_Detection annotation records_
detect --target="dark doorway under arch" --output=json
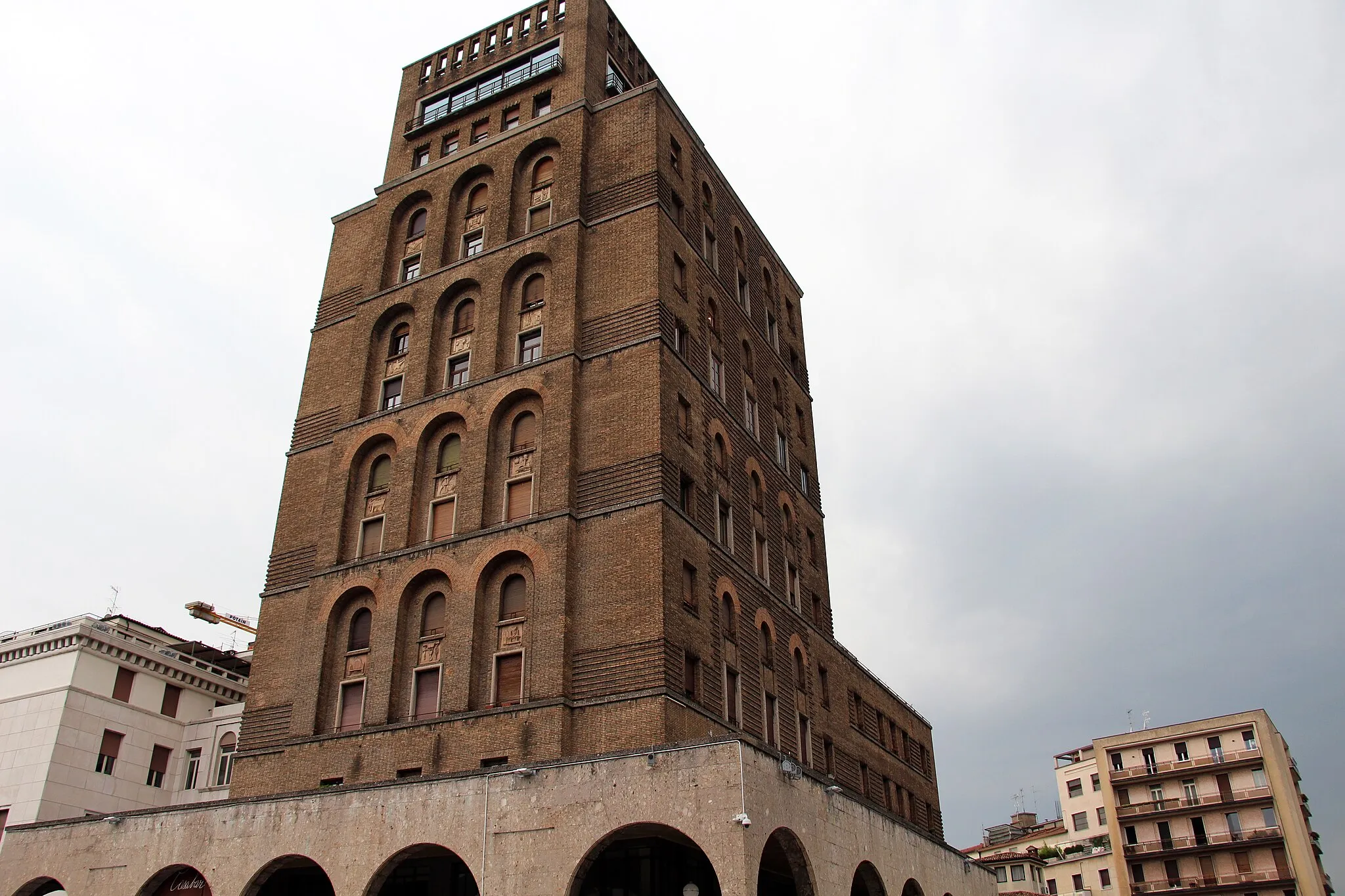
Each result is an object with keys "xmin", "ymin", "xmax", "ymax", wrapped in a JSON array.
[
  {"xmin": 364, "ymin": 843, "xmax": 479, "ymax": 896},
  {"xmin": 757, "ymin": 828, "xmax": 812, "ymax": 896},
  {"xmin": 244, "ymin": 856, "xmax": 335, "ymax": 896},
  {"xmin": 570, "ymin": 825, "xmax": 720, "ymax": 896},
  {"xmin": 850, "ymin": 861, "xmax": 888, "ymax": 896}
]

_SHORT EXERCISE_
Return every line of the data above verbatim, leaving out the pictures.

_EXERCISE OUTPUT_
detect --target="dark doorway under arch" --output=json
Each result is an object with keys "xmin", "ymin", "xmax", "ymax", wrapped in a JSON array.
[
  {"xmin": 364, "ymin": 843, "xmax": 479, "ymax": 896},
  {"xmin": 757, "ymin": 828, "xmax": 812, "ymax": 896},
  {"xmin": 244, "ymin": 856, "xmax": 335, "ymax": 896},
  {"xmin": 570, "ymin": 825, "xmax": 720, "ymax": 896},
  {"xmin": 850, "ymin": 861, "xmax": 888, "ymax": 896}
]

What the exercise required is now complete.